• [WHAT THE TASK ASKS]: Swap "marker" for "dot" in the lines from the one containing "Put one marker on each instance of the child's arm" through the one containing "pixel 133 304", both included, and leave everything else unchanged. Give back only those lines, without the pictures.

Data listing
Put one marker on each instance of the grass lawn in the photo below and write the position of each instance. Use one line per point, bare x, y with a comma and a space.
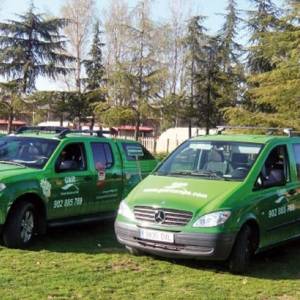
86, 262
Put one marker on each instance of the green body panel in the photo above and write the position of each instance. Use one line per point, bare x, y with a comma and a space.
71, 193
276, 210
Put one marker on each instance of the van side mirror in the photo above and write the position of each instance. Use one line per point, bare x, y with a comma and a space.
259, 182
275, 178
67, 165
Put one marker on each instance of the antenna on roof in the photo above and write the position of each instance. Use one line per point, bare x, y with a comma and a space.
269, 130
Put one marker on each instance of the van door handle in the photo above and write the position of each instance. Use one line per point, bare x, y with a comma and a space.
292, 192
88, 178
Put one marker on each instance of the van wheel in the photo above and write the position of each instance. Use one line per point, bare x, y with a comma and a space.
134, 251
242, 251
20, 227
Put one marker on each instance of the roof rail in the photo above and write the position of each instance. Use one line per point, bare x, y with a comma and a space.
269, 130
98, 133
54, 129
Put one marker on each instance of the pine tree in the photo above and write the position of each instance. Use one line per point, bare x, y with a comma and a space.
262, 20
193, 42
275, 93
95, 70
10, 101
136, 81
230, 57
30, 47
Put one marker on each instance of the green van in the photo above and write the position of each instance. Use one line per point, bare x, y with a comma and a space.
219, 197
53, 176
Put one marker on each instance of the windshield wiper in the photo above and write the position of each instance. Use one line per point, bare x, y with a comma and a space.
206, 173
10, 162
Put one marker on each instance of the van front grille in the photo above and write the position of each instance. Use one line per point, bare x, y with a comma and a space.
163, 216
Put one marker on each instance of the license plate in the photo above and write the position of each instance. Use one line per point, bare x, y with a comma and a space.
155, 235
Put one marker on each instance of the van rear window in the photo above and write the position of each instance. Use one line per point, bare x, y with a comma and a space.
145, 154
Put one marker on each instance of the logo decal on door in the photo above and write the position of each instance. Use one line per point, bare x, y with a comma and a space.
70, 186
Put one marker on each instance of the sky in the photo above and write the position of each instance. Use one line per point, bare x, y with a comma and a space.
212, 9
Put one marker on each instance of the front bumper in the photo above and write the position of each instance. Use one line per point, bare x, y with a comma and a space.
205, 246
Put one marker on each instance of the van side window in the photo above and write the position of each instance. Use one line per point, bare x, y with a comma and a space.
102, 154
275, 171
296, 148
147, 155
72, 158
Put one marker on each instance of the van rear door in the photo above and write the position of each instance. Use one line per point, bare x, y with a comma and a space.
135, 167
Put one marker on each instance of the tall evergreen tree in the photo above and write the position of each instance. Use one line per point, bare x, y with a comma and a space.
230, 53
262, 20
193, 42
32, 46
276, 89
95, 70
94, 65
10, 102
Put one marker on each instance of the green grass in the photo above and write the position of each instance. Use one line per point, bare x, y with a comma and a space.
86, 262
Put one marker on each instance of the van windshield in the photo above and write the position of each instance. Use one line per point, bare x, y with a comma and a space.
211, 159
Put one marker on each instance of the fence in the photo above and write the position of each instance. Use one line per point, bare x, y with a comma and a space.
156, 145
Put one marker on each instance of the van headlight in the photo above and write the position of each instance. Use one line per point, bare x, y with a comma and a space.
2, 186
125, 211
212, 219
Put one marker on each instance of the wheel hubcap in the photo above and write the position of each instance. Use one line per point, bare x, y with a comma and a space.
27, 225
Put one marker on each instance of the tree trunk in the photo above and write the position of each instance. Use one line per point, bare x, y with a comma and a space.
10, 120
92, 123
190, 128
137, 128
61, 120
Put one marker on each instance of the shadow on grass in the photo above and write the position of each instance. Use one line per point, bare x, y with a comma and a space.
282, 262
85, 238
279, 263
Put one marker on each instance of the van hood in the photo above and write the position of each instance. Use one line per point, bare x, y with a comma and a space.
189, 194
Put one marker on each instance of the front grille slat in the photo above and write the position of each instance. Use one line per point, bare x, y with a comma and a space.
172, 217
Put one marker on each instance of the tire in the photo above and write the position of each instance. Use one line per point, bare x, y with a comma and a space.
242, 251
134, 251
20, 227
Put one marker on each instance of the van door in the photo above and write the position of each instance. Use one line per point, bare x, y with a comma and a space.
107, 177
69, 182
276, 197
135, 167
296, 152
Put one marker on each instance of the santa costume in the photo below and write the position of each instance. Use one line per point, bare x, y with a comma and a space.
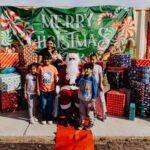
69, 102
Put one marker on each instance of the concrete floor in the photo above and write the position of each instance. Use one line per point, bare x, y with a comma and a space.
16, 124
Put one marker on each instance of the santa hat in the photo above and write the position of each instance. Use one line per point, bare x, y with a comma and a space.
74, 55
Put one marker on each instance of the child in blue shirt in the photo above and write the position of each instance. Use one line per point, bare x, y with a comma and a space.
87, 95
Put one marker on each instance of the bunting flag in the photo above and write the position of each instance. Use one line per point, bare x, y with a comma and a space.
103, 29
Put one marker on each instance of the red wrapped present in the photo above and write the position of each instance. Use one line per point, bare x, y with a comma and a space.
115, 102
140, 62
102, 64
9, 60
123, 69
8, 101
26, 55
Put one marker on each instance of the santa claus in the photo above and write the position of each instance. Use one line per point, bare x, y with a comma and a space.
68, 74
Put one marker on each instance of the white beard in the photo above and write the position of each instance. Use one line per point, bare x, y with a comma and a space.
72, 71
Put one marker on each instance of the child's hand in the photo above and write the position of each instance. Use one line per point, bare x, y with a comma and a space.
25, 96
101, 87
38, 92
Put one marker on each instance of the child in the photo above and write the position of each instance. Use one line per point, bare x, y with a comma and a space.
57, 58
87, 95
46, 83
99, 77
30, 91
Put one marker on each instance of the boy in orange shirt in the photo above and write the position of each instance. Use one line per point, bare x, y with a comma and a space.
46, 85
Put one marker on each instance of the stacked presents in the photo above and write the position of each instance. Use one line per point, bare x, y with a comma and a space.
118, 98
130, 86
11, 85
139, 79
9, 82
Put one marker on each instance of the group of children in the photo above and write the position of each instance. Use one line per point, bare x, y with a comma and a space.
41, 81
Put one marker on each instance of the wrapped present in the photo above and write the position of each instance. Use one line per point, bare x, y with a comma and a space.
9, 60
115, 102
137, 91
123, 69
118, 60
23, 72
10, 82
140, 62
26, 55
143, 109
139, 73
102, 64
115, 78
128, 97
132, 111
147, 92
8, 101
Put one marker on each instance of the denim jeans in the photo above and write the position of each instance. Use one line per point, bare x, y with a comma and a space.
47, 105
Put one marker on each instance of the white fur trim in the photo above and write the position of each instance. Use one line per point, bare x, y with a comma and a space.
69, 87
77, 105
65, 106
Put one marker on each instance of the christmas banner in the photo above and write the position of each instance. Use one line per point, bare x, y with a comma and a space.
103, 29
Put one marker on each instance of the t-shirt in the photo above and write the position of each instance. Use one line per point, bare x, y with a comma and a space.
96, 71
44, 52
31, 83
46, 78
87, 88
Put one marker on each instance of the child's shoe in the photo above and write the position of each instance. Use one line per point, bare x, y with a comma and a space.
49, 122
35, 119
43, 122
81, 126
32, 120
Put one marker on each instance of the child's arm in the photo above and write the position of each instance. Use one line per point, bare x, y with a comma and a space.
101, 82
25, 89
94, 89
38, 87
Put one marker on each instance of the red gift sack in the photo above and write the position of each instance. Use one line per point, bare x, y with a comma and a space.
8, 101
9, 60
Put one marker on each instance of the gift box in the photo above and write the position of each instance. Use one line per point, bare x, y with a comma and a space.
132, 111
10, 82
102, 64
147, 92
115, 102
8, 101
128, 97
137, 91
26, 55
139, 73
140, 62
143, 109
115, 78
9, 60
23, 72
118, 60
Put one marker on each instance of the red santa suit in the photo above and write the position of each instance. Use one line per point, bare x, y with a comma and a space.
68, 91
68, 74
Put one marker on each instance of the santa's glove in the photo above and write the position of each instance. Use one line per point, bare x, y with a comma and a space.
57, 89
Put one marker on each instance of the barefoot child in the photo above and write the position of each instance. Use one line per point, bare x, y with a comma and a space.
30, 91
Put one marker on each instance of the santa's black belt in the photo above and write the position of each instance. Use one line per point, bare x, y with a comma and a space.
70, 85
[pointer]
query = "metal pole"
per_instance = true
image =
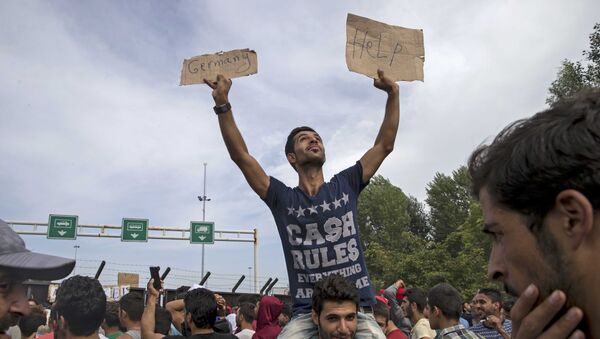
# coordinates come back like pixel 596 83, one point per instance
pixel 203 215
pixel 249 279
pixel 255 259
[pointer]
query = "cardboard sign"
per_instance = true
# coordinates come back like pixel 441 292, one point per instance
pixel 232 64
pixel 370 45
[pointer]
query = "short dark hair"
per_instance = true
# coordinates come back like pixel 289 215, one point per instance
pixel 417 296
pixel 248 312
pixel 289 144
pixel 492 293
pixel 201 304
pixel 532 160
pixel 447 299
pixel 333 288
pixel 162 320
pixel 29 324
pixel 382 310
pixel 82 303
pixel 111 316
pixel 133 304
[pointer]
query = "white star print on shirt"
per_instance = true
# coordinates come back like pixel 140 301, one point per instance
pixel 345 198
pixel 337 203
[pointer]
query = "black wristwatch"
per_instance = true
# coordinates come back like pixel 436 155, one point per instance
pixel 220 109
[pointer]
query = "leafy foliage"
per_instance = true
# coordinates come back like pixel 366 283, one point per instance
pixel 576 76
pixel 402 239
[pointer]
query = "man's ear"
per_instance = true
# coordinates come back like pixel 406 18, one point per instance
pixel 315 317
pixel 291 158
pixel 577 215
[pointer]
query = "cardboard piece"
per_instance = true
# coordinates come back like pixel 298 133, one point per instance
pixel 232 64
pixel 129 279
pixel 370 45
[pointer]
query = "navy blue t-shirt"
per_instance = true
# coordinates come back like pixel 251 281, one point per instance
pixel 320 235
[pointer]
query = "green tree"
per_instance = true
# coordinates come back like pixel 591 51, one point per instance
pixel 449 199
pixel 576 76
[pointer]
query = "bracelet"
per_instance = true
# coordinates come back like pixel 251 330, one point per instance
pixel 220 109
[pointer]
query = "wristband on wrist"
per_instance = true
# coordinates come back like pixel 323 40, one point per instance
pixel 220 109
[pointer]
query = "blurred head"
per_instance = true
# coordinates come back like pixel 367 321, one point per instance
pixel 381 312
pixel 29 324
pixel 162 320
pixel 246 313
pixel 445 304
pixel 488 301
pixel 304 146
pixel 414 303
pixel 335 307
pixel 285 315
pixel 80 305
pixel 131 308
pixel 200 308
pixel 539 175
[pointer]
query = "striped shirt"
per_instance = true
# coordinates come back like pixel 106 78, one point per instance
pixel 456 332
pixel 491 333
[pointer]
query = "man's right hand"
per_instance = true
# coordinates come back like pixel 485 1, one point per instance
pixel 151 290
pixel 220 89
pixel 530 321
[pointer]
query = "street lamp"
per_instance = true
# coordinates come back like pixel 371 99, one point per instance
pixel 76 247
pixel 203 198
pixel 250 278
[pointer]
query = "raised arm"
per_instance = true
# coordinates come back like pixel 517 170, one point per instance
pixel 236 146
pixel 384 143
pixel 148 317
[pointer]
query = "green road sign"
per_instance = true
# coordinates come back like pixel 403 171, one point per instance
pixel 202 232
pixel 134 229
pixel 62 227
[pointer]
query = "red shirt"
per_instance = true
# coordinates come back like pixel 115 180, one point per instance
pixel 396 334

• [RESPONSE TO THIS EXERCISE]:
Put one dot on each instance of the child's arm in the photo above and write the position of each instance. Use one line per point, bare x, y with a comma and a space.
101, 82
25, 89
94, 89
38, 87
Put one dot on each instance of the red gift sack in the photo above and write the position of each instance. Use one line per point, bare x, y with a comma and a space.
8, 101
9, 60
Put one dot on each instance of the gift box in the photo above and write the position of each instance. Use one line per point, bare x, y with a comma and a space.
132, 111
10, 82
102, 64
147, 92
115, 102
8, 101
128, 97
137, 91
26, 55
139, 73
140, 62
143, 109
115, 78
9, 60
23, 72
118, 60
Put one dot on each instance of the red santa suit in the photo above and write the position of each instance. Use one line per point, bare x, y with a comma and a space.
68, 91
68, 74
Put one dot on each instance of the santa's glove in the photo above and write the position of each instance. Use one line per point, bare x, y with a comma and a space.
57, 89
Put one dot on each instance of the barefoot child in the photo above and write the position of each instance. Use one line per point, bare x, y with a comma and a space.
30, 91
Put one dot on each instance of the santa's black belt in the photo above and write the position of each instance. Use one line per point, bare x, y with a comma and a space.
70, 85
[pointer]
query = "metal pole"
per_instance = true
image =
# coordinates come back like pixel 596 83, one point per instance
pixel 203 215
pixel 249 279
pixel 255 259
[pointer]
query = "cardboard sign"
per_instance = true
# coordinates come back like pixel 441 292, one point per instance
pixel 232 64
pixel 370 45
[pointer]
query = "short dark hair"
per_instance = true
# coordinates come back like pixel 289 215, one point per instance
pixel 417 296
pixel 248 312
pixel 289 144
pixel 492 293
pixel 201 304
pixel 532 160
pixel 447 299
pixel 333 288
pixel 162 320
pixel 29 324
pixel 382 310
pixel 82 303
pixel 111 316
pixel 133 304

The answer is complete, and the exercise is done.